## Task requirements
Write out again the part of the records that opens with the line containing "target | construction equipment" and runs to the end of the records, requests included. Shift every point coordinate in the answers by adding -142 to each of its numbers.

----------

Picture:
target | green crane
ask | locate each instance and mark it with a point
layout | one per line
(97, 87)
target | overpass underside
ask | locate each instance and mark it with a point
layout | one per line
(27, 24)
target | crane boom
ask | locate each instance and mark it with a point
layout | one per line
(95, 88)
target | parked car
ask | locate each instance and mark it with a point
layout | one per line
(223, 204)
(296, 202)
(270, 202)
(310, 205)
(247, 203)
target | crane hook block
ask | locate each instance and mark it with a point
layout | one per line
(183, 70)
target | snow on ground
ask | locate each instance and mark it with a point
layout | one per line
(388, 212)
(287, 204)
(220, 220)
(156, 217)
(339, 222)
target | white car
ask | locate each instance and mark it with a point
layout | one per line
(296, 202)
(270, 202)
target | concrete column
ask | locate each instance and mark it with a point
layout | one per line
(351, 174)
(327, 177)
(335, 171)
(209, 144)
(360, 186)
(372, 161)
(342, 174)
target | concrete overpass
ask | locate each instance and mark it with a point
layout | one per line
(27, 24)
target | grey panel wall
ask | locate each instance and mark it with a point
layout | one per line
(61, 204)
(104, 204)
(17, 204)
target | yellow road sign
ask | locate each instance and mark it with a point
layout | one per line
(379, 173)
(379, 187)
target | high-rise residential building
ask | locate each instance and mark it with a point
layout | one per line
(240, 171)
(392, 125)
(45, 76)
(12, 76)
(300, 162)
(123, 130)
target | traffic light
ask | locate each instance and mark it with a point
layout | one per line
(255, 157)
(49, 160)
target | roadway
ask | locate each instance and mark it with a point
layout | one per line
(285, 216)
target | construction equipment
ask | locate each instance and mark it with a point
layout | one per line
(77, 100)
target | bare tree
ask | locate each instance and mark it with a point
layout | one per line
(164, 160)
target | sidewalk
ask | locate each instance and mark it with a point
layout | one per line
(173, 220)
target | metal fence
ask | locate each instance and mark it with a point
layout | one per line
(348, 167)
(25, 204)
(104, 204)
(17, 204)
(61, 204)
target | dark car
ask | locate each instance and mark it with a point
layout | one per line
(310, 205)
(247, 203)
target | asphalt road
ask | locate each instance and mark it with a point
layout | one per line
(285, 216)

----------

## Expected output
target | construction equipment
ask | locate each instance and mark it with a point
layout | one per line
(-65, -42)
target | bare tree
ask | locate each instance and mark it with a point
layout | one per line
(22, 18)
target | sidewalk
ask | locate each instance and mark it with a point
layout | one per line
(31, 78)
target | metal fence
ask | locate each instance and mark it with a point
layout | one per line
(206, 25)
(-117, 62)
(-38, 62)
(-125, 62)
(-81, 62)
target | dark car
ask | locate each instance and mark it with a point
layout | one per line
(168, 63)
(105, 61)
target | asphalt road
ask | locate each instance and mark it with a point
layout | one per line
(143, 74)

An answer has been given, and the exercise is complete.